• Task A: Count the lines in the listing that contain the string "striped", and give only that number.

• Given passage:
[start]
# General driving



## Sentra SER (Jan 11, 2005)

I have always wondered if shifting early would do anything bad to the car, when I got my car I started to shift at 3500 rpm, then for better gas milage I went to 3000, 2500 and now I'm at 2000 rpm when I shift, it feels smooth and the car doesn't stuter at all, but for some reason whenever I do that I feel like I'm doing something wrong...am I right or wrong to worry?


----------



## bahearn (Jul 15, 2002)

As long as you don't incur detonation, you're doing alright.


----------



## Biscuit (Mar 5, 2005)

3000 is where you should be changin gears at.


----------



## sukebegigi (Mar 5, 2005)

I do alot of city driving at 2000/2200 but upshifting at 2000? Sounds strange.


----------



## RBI*04 (Sep 10, 2004)

i dont have a tach. but i have my GA16 4spd MT b13 in fourth gear by ~35mph ALOT. only because every gear is useful at a low speed.like second gear is good to me for above 2 miles an hour, third gear is useful as low as 15-20 mph. and fourth gear is good at about 35. this is for just cruising around, when im in absolutley no rush. i have no problem with having second gear see 55-60 mph when merging on the highway


----------



## The Ben (Jun 14, 2005)

I am finding myself always changing gears at 5,000-6,000 :thumbup: :thumbup:


----------



## pete? (Jul 6, 2004)

The Ben said:


> I am finding myself always changing gears at 5,000-6,000 :thumbup: :thumbup:


............stop that.

you will reduce wear and save gas if you simply slow down. im not condeming you, i like to do it too (chriping 2nd with the TQ of the engine is just to fun) but i drive that way nearly 1/16 of the time.


----------



## 200SushiX (Jul 12, 2002)

It all depends on road conditions, (uphill/downhill). 
If you upshift at 2K going uphill, you'll just have to 
press the gas pedal harder to keep the car going. 
Going downhill's a different story. I usually shift 
around 2800 on level pavement; keep it around 2500, 
IMO.


----------
[end]
• Task B: According to the forum thread, around what rpm does 200SushiX usually shift on level pavement?

• Items:
[start]
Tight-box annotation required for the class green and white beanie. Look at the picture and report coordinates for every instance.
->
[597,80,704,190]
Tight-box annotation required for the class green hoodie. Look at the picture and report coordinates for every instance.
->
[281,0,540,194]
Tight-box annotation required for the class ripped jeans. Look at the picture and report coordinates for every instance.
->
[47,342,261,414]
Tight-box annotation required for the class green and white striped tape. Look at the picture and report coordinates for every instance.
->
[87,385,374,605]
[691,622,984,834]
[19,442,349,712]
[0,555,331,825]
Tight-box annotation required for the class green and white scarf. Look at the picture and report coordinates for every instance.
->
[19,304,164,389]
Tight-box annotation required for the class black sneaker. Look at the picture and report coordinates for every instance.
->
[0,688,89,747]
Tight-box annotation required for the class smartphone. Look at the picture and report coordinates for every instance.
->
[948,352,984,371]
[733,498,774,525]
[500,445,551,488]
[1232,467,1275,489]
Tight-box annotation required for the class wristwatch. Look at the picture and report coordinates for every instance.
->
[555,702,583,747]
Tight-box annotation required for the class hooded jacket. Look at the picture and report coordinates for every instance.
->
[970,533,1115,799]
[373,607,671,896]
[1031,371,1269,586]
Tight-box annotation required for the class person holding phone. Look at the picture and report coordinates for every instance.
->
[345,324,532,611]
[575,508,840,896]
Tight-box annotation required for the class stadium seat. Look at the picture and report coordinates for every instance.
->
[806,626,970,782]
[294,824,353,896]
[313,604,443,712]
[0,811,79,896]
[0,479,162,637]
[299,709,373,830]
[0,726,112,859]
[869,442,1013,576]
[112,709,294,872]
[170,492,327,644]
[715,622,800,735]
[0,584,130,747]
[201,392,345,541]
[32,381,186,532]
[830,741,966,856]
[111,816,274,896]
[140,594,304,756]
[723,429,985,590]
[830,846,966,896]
[end]
• Output A: 1

• Output B: Around 2800 rpm.